# Start of Input material

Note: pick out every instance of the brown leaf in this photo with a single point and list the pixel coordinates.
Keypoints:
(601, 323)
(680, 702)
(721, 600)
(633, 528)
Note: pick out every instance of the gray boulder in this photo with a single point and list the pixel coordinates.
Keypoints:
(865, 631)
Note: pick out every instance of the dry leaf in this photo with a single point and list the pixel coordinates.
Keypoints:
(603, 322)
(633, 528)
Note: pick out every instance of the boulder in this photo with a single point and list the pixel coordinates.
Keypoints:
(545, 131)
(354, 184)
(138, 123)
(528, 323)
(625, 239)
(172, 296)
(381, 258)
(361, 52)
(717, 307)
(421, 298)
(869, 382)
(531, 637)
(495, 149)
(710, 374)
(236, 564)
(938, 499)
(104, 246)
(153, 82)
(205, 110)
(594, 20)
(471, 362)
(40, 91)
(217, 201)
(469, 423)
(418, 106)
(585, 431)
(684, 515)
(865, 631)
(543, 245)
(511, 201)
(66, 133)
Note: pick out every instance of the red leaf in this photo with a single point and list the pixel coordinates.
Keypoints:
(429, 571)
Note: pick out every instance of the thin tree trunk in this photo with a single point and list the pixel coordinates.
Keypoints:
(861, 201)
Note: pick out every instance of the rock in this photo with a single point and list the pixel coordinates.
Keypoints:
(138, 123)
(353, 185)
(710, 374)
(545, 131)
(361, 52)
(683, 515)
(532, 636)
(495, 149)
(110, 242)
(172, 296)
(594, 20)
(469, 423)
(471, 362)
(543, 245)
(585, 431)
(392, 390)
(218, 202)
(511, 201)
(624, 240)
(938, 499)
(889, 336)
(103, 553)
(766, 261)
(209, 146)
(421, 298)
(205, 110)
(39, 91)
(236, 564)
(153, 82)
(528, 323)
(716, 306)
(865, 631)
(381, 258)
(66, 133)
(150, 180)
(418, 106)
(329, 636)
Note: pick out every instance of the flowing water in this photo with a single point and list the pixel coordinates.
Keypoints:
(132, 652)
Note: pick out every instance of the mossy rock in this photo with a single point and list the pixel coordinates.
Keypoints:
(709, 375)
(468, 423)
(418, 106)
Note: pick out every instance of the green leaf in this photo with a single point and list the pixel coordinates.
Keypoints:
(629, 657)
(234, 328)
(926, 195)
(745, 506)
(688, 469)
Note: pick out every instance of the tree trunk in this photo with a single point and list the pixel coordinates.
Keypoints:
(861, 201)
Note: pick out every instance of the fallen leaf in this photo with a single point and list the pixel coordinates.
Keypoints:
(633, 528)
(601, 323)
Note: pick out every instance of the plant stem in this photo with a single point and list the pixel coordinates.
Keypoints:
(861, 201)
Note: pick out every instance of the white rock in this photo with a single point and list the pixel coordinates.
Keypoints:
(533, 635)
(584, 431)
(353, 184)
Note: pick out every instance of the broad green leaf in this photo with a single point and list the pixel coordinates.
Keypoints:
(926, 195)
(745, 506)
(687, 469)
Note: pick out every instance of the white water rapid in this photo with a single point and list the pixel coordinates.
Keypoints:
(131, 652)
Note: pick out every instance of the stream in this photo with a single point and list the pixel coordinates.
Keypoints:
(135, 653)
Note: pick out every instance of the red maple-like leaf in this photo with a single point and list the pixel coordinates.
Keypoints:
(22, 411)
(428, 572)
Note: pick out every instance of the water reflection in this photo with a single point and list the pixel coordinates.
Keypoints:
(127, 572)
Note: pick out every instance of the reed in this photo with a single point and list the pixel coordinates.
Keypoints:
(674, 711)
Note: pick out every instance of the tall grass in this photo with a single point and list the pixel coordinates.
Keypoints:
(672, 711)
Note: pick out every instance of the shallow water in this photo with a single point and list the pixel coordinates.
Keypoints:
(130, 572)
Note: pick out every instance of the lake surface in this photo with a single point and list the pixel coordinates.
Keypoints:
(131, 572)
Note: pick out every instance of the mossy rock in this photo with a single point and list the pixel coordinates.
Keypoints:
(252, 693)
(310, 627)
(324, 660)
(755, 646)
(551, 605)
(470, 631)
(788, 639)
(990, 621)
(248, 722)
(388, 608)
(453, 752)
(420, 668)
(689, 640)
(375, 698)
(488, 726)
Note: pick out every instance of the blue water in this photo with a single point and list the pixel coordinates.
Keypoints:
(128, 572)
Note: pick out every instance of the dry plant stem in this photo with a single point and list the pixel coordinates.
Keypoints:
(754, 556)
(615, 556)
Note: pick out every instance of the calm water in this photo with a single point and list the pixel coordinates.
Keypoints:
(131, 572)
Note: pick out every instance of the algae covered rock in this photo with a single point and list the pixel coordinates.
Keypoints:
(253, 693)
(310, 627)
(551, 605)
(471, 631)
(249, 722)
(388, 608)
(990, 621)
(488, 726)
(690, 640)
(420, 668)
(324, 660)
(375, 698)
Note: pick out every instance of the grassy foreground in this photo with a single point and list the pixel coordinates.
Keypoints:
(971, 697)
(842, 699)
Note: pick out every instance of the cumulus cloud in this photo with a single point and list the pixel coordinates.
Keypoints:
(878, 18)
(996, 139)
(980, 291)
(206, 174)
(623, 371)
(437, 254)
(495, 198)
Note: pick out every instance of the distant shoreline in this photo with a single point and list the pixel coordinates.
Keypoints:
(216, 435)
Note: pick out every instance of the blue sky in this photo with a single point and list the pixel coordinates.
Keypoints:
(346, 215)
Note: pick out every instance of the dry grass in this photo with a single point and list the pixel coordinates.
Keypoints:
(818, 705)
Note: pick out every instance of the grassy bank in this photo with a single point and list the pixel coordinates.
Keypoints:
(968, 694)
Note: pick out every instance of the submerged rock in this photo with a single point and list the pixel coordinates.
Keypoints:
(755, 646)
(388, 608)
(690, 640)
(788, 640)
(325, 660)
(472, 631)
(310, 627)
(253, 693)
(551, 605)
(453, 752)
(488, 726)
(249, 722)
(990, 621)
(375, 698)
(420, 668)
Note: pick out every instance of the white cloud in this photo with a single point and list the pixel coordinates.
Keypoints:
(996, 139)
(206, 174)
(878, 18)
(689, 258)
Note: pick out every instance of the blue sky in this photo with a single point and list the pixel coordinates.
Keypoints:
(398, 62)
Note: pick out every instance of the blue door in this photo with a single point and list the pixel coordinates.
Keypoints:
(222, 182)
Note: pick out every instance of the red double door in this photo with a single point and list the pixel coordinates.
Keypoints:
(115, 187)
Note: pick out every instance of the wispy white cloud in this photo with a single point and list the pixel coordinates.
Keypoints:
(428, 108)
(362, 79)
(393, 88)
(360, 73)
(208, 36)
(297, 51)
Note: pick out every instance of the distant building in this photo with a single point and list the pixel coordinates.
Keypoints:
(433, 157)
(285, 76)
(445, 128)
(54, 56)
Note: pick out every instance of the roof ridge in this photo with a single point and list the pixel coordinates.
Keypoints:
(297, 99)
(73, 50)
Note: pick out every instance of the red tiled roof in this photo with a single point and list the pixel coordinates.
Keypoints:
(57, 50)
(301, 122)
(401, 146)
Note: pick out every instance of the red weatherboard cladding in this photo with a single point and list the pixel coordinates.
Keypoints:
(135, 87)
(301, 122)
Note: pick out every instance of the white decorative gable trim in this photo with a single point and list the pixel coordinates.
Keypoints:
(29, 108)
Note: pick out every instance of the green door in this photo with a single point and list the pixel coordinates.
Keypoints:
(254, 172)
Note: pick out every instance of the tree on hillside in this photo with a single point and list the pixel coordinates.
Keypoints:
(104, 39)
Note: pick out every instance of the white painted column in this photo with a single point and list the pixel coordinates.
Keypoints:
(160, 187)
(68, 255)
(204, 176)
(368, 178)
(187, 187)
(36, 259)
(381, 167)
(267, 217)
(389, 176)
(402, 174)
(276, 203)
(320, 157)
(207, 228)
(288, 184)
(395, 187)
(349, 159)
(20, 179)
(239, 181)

# End of Input material

### Required task
Return the line that contains "Note: pick out every instance of the red weatherboard" along with every line after it through the end of the entries, exactly, adding nothing.

### Exercise response
Note: pick out every instance of the red weatherboard cladding in this photo with a single point and list the pixel coordinates.
Keypoints:
(135, 87)
(301, 122)
Note: pick out every instance of the white decorative gable trim in this photo with a single point and list the pixel coordinates.
Keypoints:
(29, 108)
Note: pick out every instance of the green door in this photo with a single point and list the pixel coordinates.
Keypoints:
(254, 172)
Note: pick out every instance of the tree on hillside in this photo with a single point and list the pixel coordinates.
Keypoints:
(104, 39)
Note: pick out every instance of the white painted column in this photo with a single point and list the pixel coordinates.
Keypoints:
(160, 187)
(68, 255)
(204, 176)
(368, 178)
(187, 187)
(36, 259)
(381, 167)
(267, 217)
(389, 176)
(402, 174)
(276, 203)
(320, 157)
(207, 228)
(288, 184)
(395, 187)
(349, 159)
(20, 179)
(239, 181)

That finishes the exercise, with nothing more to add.